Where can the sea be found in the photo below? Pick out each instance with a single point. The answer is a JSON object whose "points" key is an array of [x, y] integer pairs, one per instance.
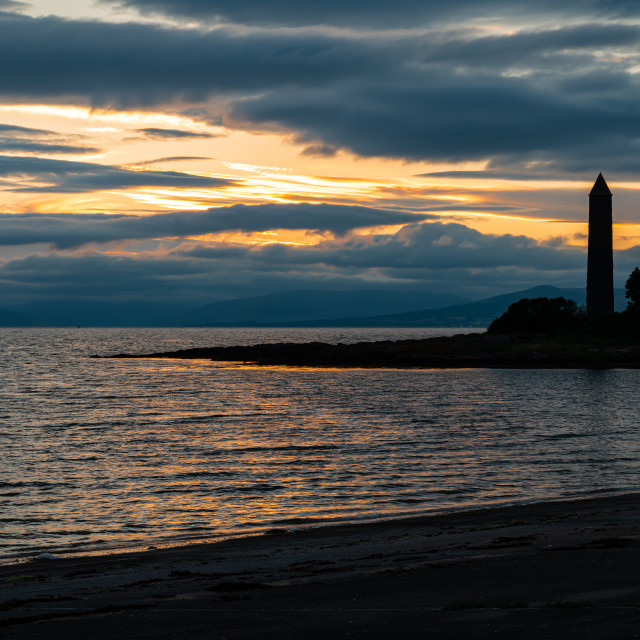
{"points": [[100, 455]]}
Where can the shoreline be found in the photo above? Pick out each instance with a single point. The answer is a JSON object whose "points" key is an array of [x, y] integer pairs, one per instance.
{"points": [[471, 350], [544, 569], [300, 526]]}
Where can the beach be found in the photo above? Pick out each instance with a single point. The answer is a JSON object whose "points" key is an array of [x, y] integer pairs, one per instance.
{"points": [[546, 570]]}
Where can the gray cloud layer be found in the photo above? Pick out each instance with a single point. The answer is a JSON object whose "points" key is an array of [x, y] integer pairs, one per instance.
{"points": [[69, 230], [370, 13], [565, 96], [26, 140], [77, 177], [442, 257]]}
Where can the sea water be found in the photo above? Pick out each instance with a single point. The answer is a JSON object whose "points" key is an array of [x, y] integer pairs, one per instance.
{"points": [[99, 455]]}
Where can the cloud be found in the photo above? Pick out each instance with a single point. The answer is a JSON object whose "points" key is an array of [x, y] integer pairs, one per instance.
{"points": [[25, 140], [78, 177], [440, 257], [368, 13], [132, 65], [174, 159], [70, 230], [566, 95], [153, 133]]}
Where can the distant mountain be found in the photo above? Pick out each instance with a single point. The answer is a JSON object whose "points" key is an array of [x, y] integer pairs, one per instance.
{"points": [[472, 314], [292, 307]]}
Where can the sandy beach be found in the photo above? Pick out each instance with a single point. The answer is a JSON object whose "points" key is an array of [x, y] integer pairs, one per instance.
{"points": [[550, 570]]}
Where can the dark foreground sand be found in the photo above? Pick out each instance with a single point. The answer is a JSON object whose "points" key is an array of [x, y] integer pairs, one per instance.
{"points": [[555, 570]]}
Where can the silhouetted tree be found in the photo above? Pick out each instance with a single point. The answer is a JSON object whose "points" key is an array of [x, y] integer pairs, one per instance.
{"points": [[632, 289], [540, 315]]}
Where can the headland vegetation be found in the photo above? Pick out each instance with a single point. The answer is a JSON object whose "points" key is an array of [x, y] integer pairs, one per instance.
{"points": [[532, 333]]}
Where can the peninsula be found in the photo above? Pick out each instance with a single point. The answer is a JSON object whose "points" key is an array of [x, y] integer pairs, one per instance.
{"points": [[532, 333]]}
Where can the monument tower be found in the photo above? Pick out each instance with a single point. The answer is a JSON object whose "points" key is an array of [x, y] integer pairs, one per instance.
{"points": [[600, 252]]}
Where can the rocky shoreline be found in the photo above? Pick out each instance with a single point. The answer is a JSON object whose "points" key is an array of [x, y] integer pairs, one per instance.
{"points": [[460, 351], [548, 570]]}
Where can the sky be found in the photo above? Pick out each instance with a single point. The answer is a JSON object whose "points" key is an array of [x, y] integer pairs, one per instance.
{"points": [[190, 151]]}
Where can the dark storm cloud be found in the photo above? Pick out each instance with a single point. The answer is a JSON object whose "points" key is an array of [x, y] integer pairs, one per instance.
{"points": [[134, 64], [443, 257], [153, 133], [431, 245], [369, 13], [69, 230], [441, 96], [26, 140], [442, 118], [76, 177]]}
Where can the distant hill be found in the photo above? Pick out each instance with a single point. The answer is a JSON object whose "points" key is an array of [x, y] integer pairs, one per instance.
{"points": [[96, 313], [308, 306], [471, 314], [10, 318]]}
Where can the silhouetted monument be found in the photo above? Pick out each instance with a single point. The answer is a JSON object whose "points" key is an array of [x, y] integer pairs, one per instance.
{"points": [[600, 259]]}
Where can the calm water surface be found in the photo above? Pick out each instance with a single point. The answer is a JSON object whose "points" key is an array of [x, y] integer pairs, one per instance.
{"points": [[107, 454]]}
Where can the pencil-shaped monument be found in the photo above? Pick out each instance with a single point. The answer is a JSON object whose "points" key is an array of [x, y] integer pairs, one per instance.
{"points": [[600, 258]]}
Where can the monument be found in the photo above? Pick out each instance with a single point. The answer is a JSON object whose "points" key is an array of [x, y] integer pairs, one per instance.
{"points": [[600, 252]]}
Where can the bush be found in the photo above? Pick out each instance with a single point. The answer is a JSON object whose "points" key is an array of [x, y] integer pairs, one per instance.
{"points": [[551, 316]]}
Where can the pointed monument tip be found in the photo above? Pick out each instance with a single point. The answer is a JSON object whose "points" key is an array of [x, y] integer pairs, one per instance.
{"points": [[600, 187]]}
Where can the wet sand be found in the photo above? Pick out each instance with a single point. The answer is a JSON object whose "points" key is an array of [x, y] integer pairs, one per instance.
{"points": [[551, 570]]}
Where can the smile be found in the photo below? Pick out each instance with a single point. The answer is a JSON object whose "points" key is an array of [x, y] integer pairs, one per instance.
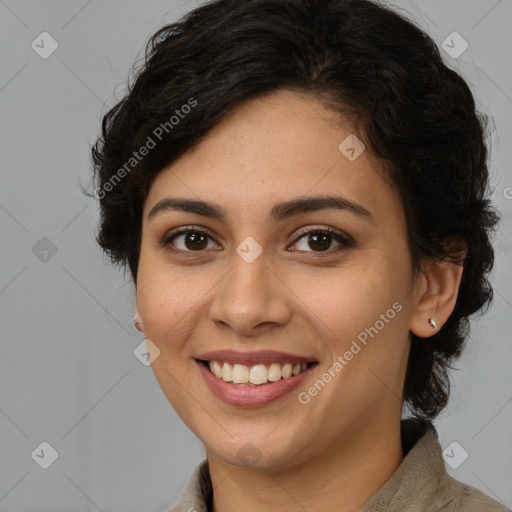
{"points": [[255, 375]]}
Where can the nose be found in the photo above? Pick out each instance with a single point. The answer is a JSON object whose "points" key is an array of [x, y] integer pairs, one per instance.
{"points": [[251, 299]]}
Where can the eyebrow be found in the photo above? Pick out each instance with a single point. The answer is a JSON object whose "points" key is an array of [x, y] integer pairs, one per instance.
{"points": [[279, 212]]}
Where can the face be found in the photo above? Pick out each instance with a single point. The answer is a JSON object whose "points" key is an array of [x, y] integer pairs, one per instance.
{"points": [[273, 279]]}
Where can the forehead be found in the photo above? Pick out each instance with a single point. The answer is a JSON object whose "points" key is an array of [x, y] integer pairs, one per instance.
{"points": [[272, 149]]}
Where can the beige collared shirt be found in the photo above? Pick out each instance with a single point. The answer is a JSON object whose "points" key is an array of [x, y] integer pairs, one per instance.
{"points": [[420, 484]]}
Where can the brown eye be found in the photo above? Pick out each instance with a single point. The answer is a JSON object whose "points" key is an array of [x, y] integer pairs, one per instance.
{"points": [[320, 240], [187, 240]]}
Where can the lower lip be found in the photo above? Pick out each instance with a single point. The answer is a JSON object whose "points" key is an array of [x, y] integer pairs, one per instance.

━━━━━━━━━━━━━━━━

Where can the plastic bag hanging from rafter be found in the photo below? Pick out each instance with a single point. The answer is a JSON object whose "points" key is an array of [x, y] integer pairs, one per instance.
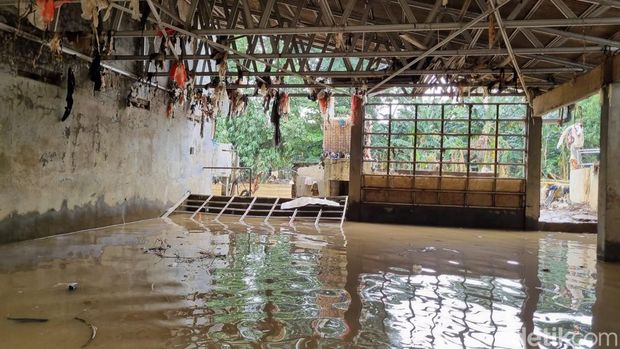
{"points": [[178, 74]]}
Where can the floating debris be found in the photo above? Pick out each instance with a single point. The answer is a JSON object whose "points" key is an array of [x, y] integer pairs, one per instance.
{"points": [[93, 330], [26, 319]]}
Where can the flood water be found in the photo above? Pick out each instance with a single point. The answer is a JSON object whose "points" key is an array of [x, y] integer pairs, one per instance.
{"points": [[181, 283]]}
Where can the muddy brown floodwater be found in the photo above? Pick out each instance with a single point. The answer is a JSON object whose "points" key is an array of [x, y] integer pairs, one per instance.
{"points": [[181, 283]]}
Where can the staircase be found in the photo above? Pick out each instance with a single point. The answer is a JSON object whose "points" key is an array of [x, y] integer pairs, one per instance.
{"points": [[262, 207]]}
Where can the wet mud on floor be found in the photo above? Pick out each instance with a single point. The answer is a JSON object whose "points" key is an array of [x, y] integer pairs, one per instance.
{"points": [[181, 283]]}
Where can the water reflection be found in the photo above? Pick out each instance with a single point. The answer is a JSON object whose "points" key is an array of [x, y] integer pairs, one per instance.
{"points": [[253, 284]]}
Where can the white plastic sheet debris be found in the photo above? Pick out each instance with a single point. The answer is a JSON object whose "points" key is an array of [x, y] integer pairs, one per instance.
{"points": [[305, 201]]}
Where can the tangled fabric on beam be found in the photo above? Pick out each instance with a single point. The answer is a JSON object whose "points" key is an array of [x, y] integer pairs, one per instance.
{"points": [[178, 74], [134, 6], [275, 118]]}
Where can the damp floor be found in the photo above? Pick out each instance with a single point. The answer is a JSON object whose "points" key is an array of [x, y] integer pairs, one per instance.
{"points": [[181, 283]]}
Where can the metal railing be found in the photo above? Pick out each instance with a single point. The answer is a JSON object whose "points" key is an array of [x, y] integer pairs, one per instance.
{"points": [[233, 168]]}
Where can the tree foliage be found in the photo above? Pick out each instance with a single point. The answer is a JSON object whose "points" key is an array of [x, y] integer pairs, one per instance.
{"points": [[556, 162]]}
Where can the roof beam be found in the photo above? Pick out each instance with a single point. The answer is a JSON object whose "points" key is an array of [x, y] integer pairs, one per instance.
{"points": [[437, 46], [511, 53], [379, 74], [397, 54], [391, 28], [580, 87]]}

━━━━━━━━━━━━━━━━

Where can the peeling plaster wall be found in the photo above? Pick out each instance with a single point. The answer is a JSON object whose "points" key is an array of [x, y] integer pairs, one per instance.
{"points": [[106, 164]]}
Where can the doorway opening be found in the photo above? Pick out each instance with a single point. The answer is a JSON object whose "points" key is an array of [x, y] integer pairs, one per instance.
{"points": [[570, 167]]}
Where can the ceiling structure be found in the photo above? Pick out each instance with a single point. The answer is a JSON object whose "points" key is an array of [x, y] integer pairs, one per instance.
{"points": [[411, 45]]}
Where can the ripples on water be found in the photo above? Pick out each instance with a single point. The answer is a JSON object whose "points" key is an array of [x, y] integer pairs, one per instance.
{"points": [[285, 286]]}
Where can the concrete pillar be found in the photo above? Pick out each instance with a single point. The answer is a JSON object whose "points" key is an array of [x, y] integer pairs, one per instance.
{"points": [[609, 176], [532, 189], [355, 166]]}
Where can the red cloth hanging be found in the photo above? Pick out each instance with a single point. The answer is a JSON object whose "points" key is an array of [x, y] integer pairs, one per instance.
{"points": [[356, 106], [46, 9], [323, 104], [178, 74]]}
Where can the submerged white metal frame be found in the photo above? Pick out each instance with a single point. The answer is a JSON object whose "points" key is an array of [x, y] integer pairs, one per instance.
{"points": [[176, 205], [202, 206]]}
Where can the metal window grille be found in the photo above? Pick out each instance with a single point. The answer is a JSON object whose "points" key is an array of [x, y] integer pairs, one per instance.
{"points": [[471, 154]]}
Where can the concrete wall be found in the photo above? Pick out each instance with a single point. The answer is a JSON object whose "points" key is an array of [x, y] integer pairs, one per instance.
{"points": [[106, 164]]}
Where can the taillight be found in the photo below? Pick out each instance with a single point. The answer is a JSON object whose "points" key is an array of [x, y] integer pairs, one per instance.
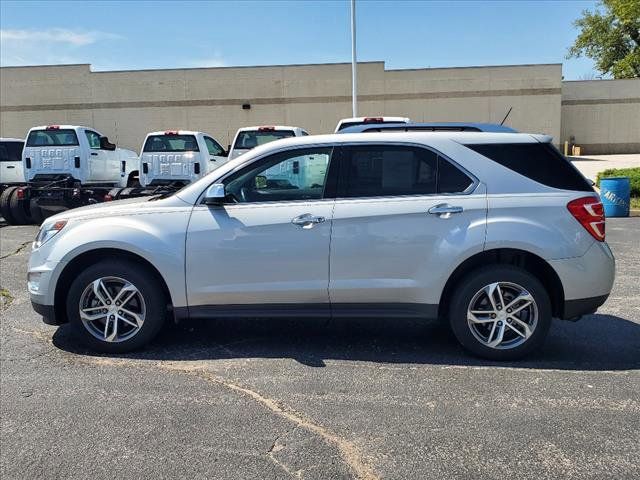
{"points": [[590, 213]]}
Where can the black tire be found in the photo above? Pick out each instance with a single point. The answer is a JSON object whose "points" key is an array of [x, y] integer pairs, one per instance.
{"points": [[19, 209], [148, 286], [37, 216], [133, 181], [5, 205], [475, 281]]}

━━━━━━━━━━━━━━━━

*WHAT TO WORK ON:*
Retype exactly the span of lines from the one with "Where can the brown" through the one with "Where can the lower"; include both ends and omit the rest of the material.

*TASK OUTPUT:*
Where can the brown eye be found in the photo above? Pick out each instance with a single point. The answer is a JSON object whose "points" key is an array of [x, y] integer pairs, one per instance.
{"points": [[320, 240], [187, 240]]}
Where can the lower lip be found in the photo above? Pick out each instance with a single point. The answer is a JSON object whose "points" key is an array of [x, y] integer pairs, one per instance.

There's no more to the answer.